= Selected extract =
Nicole Kidman, on the contrary, is at her best. She already proved in several films what a good actress she is. Whenever she is on screen, things work out. She was pretty nervous about doing nude scenes, and Kubrick encouraged her to bring some music to the scenes to help her. Later he incorporated that music of her choice into the film. Maybe this is just in the eyes of the observer, but I would say that that uncomfortableness is exactly what makes her so sexy in the whole film.

The final dialogue perfectly summarises the whole idea of the film, the one stated above in the text: “The married life of the Halfords seems to be all foreplay, no copulation.” Alice informs Bill that there is one thing they simply must do before anything else. To his question what that should be, her answer is succinct: “Fuck.”

At this point it is needless to mention Kubrick’s masterful use of music. Not only the usual classical pieces, like Дмитрий Дмитриевич Шостакович’s (Dmitri Dmitriyevich Shostakovich) Waltz N. 2 from Cюита для эстрадного оркестра в восьми частях (Suite for Variety Orchestra), Ligeti György’s second movement of the piano cycle Musica ricercata, Franz Liszt’s solo piano piece Nuages Gris, S.199, and Wolfgang Amadeus Mozart’s Rex tremendae from Requiem.

But even more intriguing was the music assembled by the film’s composer Jocelyn Pook for the orgy ritual. The whole scene is deeply immersed in a dark mysticism and Pook came with the perfect solution to incorporate some mystic and sacred music in it. She took a Romanian Orthodox Divine Liturgy recorded in a church in Baia Mare and played it backwards. In another music for the orgy she included a Tamil song sung by மாணிக்கம் யோகேஸ்வரன் (Maanikkam Yogeswaran), a Carnatic singer, that replaced the originally intended scriptural recitation from the श्रीमद्भगवद्गीता (Śrīmadbhagavadgītā), after the South African Hindu Mahasabha group protested against the scripture being used.

The next two films were screened the same evening.

A Clockwork Orange (1971) has probably the best-known musical score of all Kubrick films with the possible exception of 2001. As Alex[21], the protagonist of the story, is a Ludwig van (as he himself puts it) buff, it is expected that Beethoven’s music must occupy a significant part of it. And it does. Two movements of his Ninth Symphony in D minor, Op. 125,[22] appear in generous portions, the second, Molto vivace, and the fourth, the choral Finale, now so sadly misused and abused as the “anthem” of the so-called “EU”. They appear in two versions each: orchestral and electronic, the latter bestowed by the then still Walter (her albums were signed by Wendy from 1980 onwards) Carlos[23]. Five more classical compositions accompany some scenes, two of them overtures by Gioachino Rossini, La gazza ladra and Guillaume Tell. You may remember the latter from chase scenes in classic golden-era cartoons. Two other are two of Edward Elgar’s Pomp and Circumstance Military Marches, Op. 39, Nos. 1 in D and 4 in G. The last classical piece is the oldest of them all, Henry Purcell’s March from Music for the Funeral of Queen Mary, Z. 860. It also appears in an orchestral and an electronic version and is now widely known as Title Music from A Clockwork Orange.

Part of a data file
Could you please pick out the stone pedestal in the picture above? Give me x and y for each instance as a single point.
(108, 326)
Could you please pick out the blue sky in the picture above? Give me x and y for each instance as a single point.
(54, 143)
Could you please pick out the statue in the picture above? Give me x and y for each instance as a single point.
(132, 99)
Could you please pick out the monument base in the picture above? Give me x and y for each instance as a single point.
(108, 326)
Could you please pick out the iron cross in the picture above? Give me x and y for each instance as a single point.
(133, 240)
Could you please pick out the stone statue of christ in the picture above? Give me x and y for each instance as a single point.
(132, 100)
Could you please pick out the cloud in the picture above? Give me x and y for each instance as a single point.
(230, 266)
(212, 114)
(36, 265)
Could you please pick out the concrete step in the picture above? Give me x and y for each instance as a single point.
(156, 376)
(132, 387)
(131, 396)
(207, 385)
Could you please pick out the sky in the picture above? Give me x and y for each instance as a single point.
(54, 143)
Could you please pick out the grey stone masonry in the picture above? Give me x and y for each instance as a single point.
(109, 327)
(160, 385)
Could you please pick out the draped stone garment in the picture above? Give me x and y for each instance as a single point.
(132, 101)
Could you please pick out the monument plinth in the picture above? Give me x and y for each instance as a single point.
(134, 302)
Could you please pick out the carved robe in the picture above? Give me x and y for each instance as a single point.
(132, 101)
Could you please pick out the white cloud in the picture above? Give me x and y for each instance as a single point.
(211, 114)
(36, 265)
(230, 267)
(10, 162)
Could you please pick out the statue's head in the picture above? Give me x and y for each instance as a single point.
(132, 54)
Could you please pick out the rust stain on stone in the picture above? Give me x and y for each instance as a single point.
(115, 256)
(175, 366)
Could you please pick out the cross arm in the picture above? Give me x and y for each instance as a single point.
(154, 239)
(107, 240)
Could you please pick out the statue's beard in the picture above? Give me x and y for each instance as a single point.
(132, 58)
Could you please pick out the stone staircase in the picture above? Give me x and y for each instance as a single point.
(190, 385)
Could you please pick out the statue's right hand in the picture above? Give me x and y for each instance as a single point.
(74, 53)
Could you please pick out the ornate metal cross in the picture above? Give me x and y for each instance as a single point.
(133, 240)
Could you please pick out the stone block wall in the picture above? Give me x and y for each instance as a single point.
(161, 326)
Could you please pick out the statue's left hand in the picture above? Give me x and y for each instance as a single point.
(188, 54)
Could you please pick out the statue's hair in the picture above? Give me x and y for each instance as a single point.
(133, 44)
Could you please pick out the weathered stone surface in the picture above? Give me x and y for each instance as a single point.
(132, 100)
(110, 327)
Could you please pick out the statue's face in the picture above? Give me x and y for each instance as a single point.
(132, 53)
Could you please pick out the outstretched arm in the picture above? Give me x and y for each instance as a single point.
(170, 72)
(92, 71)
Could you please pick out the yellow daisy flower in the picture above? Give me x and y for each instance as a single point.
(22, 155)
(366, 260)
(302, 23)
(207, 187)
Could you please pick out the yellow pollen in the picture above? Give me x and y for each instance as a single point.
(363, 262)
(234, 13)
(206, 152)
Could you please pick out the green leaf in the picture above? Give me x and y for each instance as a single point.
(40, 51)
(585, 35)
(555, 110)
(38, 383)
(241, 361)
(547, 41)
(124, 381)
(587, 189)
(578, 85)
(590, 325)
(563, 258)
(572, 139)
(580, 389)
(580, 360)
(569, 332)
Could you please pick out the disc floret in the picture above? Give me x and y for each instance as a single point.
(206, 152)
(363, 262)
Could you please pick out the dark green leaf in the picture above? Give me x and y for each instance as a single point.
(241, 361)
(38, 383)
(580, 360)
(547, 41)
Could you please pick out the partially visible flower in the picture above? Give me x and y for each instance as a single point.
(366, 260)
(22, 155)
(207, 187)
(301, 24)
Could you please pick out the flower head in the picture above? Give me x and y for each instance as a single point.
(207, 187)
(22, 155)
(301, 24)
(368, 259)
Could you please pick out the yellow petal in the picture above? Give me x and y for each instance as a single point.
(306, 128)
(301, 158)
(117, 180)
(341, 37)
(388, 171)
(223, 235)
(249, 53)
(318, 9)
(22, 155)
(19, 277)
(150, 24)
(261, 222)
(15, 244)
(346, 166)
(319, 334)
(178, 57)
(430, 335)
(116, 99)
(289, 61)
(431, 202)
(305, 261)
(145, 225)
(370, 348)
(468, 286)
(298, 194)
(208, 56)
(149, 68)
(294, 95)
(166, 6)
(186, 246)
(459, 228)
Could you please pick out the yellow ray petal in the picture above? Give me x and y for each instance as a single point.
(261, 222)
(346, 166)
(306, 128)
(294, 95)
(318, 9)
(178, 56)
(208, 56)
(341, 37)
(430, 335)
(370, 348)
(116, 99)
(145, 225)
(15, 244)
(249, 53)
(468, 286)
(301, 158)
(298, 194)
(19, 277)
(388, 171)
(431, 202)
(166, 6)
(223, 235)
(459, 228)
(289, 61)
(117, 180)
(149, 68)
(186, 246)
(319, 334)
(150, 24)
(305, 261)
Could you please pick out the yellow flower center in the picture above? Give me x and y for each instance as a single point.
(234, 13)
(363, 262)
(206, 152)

= Tasks =
(a) Write out the passage of the Kubrick text from "But even more" up to and including "the same evening.".
(b) According to the Kubrick text, where was the Romanian Orthodox Divine Liturgy that Pook played backwards recorded?
(c) Proceed with the Kubrick text, picking up after its final sentence.
The records were taken from a different source than the text.

= Responses =
(a)
But even more intriguing was the music assembled by the film’s composer Jocelyn Pook for the orgy ritual. The whole scene is deeply immersed in a dark mysticism and Pook came with the perfect solution to incorporate some mystic and sacred music in it. She took a Romanian Orthodox Divine Liturgy recorded in a church in Baia Mare and played it backwards. In another music for the orgy she included a Tamil song sung by மாணிக்கம் யோகேஸ்வரன் (Maanikkam Yogeswaran), a Carnatic singer, that replaced the originally intended scriptural recitation from the श्रीमद्भगवद्गीता (Śrīmadbhagavadgītā), after the South African Hindu Mahasabha group protested against the scripture being used.

The next two films were screened the same evening.

(b) In a church in Baia Mare.

(c)
I read the book (translated) years before the film was shown in my city. And even then it was not in cinemas, but on TV. So I watched it for the first time knowing what it is all about.

What we see in that film is a not distant, if distant at all, future. A corrupt state, lead by a fascistoid and adequately corrupt government unable to furnish the population with normal living conditions because of being too occupied with incarcerating political prisoners. As we all know, in such a dictatorship a political prisoner is more dangerous than a criminal one. The reason for this is simple: you can corrupt a criminal to work for you, to do the same job as while being an outlaw, but paid for it[24]. The problem arises when the adversaries of such a government, candidates for the political prisoner status, are not fundamentally different from the ones in power. And those in power will make a full turn of their politics to both avoid criticism and gain more positive points. It is the classical “anti-corruption” politics in many institutions: they use corruption to their advantage and this is wrong. Elect us so that we can stop them and start using it to our advantage!

The government acts as the omniscient deity who does not give humans free will but takes it from them by the use of drugs and other suspicious methods. Interestingly enough, the prison chaplain is the only one protesting the Ludovico method, to which Alex would soon be subjected.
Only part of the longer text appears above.